> Supplied material

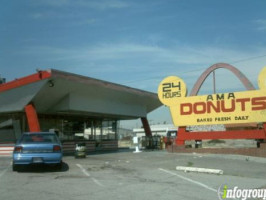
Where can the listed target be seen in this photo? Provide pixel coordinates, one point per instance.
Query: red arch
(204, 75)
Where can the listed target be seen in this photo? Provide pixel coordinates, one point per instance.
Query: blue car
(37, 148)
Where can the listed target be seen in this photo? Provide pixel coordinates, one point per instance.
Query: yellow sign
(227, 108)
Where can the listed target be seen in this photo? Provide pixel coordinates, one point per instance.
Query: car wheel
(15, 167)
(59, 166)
--
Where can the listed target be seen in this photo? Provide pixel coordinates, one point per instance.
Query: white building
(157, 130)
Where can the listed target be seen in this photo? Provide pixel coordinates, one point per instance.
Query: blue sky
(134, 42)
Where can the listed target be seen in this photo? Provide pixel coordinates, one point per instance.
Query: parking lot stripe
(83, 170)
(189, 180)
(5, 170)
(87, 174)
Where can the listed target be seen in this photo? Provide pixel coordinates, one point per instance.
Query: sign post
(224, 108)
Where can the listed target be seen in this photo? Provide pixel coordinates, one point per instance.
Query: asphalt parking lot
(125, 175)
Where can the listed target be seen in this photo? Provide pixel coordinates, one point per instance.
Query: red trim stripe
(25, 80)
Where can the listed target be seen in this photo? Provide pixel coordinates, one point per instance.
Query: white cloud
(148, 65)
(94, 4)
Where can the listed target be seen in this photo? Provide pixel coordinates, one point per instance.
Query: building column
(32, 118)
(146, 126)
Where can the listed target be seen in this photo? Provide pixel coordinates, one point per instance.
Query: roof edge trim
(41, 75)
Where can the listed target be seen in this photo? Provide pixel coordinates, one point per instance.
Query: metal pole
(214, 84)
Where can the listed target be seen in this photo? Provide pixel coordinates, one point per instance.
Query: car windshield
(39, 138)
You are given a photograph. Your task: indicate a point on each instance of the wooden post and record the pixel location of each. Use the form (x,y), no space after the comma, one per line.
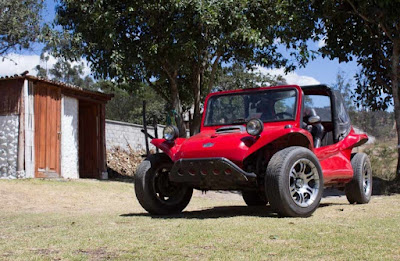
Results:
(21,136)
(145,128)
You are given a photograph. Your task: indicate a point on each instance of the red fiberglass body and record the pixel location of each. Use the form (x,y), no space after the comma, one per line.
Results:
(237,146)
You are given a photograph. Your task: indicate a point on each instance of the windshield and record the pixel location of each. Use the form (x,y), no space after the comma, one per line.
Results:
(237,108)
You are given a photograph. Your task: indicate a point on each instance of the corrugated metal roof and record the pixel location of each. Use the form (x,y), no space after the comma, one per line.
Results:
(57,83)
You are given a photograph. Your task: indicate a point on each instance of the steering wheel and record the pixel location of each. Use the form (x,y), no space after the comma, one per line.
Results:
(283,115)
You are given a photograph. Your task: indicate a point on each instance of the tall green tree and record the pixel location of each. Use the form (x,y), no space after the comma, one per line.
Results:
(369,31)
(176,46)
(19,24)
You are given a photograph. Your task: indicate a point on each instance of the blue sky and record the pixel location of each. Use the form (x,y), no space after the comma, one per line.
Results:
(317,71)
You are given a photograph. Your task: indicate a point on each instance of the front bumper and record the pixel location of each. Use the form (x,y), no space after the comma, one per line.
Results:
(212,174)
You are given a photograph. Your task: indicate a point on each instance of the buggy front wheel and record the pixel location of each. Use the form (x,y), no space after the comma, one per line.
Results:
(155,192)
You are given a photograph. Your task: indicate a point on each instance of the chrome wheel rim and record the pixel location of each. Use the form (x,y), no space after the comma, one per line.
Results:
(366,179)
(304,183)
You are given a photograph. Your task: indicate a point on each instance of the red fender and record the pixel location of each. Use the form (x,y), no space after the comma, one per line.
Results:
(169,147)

> Assignment
When you reach the line in the material above that holds "of the windshield", begin reproducing lines exactly, and stop after the line that holds "of the corrugated".

> Output
You are given a photograph. Your task: indicate a point on each instance of the windshield and record the pixel location of each. Use the form (x,y), no space after the comma, one per line.
Results:
(237,108)
You are given a photograph. Your task: indicate a point on each instance of the corrugated metal roof and record the pixel location of each. Use the form (x,y), no space after the comma, one per line.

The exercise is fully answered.